**Exercise prompt:** Reproduce word for word, from the entries below, the line with "For this dataset, tag each instance of the wooden slatted", the line with "For this dataset, tag each instance of the vertical", and every line between them, and nothing more.

** Entries supplied follows **

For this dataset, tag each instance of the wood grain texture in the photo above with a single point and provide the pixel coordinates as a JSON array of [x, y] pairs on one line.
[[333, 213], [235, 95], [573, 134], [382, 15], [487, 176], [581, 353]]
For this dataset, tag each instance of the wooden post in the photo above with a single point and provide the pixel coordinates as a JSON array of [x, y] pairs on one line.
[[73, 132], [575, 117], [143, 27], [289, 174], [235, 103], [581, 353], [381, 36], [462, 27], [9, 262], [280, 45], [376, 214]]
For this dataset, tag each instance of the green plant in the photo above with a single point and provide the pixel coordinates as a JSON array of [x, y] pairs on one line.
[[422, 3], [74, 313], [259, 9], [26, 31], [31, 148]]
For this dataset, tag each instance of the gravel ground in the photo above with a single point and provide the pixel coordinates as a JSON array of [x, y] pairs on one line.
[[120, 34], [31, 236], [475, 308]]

** End of Entries supplied **
** Entries supplied follows **

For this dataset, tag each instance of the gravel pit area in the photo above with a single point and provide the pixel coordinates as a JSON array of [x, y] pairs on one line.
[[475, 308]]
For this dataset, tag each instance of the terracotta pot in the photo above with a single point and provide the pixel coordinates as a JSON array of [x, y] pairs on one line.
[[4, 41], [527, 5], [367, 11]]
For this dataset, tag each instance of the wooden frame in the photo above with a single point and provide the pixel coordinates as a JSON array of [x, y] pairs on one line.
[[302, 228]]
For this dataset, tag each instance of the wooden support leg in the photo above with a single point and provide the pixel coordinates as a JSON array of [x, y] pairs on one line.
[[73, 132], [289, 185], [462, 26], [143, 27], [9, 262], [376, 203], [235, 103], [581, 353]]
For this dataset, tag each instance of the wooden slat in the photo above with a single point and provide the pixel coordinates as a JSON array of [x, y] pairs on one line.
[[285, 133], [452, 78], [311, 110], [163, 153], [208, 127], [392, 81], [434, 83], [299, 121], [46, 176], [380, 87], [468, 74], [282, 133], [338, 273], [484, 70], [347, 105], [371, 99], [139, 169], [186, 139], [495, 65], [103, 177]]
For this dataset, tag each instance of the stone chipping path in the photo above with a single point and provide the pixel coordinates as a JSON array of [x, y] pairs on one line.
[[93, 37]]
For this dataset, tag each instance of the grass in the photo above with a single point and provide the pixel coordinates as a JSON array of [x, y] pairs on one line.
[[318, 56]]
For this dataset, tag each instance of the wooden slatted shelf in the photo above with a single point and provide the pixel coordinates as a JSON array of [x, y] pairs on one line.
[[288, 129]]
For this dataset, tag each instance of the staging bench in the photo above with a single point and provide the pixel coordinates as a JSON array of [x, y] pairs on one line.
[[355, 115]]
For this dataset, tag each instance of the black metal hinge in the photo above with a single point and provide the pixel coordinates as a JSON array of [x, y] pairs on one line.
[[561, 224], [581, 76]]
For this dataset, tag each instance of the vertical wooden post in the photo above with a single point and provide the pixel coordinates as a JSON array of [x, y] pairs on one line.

** End of Entries supplied **

**Result:**
For this dataset, tag each instance of the wooden slatted shelf in the photo above with a single point and provide the pixel coordinates as a JSON array of [x, y] pairs on one line.
[[288, 129]]
For this dataset, tag each instance of the staging bench in the photo above with a single point and provide the pixel coordinates as a JSON array of [x, y] pairs on one line.
[[355, 115]]
For this dataset, tag each instance of the black metal hinge in the photo above with a single point and provide the pixel coordinates as a JSON array of [x, y] pairs on one line.
[[561, 224], [581, 76]]
For this dataset, tag each instance of the vertical wooden post in the photo above with a single point and provide the pixel coordinates as a JSON array of [x, y] pairs on one line.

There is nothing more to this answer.